# Introduction

In the nsrdb_srrl_exploratory_analysis notebook, we saw that NSRDB is more generous at classifying clear sky times.  This was an expected outcome as clear skies are designated 30min at a time.  What we also saw, was cases where SRRL measurements were labeled as cloudy, but looked clear due (from a glance).  In this notebook, we will try to see which tests are failed and why.

# Imports, configs, etc

In [1]:
import numpy as np
import pandas as pd
import datetime
import pvlib

import matplotlib
import matplotlib.pyplot as plt
from mpl_toolkits.mplot3d import Axes3D
%matplotlib notebook

import os, sys
lib_path = os.path.abspath(os.path.join('..', 'rdtools'))
sys.path.append(lib_path)

RAW RECORDS:

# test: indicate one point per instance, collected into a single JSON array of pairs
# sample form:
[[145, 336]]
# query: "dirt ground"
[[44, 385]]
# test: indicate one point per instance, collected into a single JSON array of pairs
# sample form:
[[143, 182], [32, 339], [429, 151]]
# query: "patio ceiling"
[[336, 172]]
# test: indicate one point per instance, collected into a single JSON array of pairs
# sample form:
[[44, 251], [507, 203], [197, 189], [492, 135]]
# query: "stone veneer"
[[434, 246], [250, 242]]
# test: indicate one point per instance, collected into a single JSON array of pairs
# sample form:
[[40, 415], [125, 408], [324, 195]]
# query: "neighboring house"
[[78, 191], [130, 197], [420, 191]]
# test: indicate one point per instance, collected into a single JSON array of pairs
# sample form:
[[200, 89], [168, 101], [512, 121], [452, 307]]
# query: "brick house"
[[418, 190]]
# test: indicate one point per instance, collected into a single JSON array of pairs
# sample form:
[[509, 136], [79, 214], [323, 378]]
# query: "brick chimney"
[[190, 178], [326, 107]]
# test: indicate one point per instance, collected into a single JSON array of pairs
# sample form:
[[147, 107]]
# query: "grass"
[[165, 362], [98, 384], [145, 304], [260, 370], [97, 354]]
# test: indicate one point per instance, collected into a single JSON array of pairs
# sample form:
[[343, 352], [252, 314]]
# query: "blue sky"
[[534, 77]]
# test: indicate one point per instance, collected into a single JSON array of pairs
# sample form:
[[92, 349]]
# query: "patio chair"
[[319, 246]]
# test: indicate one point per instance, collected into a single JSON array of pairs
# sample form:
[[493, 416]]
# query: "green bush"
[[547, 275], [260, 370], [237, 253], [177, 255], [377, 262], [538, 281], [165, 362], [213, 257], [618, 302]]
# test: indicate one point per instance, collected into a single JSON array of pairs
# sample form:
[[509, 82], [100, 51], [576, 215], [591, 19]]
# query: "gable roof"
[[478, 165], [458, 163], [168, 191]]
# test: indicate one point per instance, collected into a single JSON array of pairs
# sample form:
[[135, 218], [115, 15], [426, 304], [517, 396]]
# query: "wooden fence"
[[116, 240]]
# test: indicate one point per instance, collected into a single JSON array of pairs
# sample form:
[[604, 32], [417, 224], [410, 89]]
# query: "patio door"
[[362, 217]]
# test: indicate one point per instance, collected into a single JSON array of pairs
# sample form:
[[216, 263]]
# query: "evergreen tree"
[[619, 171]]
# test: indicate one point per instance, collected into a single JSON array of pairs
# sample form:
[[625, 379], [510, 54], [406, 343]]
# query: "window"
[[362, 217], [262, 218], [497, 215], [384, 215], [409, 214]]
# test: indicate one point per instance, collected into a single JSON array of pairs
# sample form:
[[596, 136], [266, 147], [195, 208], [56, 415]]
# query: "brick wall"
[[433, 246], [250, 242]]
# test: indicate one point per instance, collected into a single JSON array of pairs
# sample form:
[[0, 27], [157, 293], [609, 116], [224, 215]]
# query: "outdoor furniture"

WRITTEN PROBLEM: Transcribe the clear-sky notebook text word for word, from "# Introduction" through "failed and why.", inclusive.

RESPONSE TO THIS EXERCISE:
# Introduction

In the nsrdb_srrl_exploratory_analysis notebook, we saw that NSRDB is more generous at classifying clear sky times.  This was an expected outcome as clear skies are designated 30min at a time.  What we also saw, was cases where SRRL measurements were labeled as cloudy, but looked clear due (from a glance).  In this notebook, we will try to see which tests are failed and why.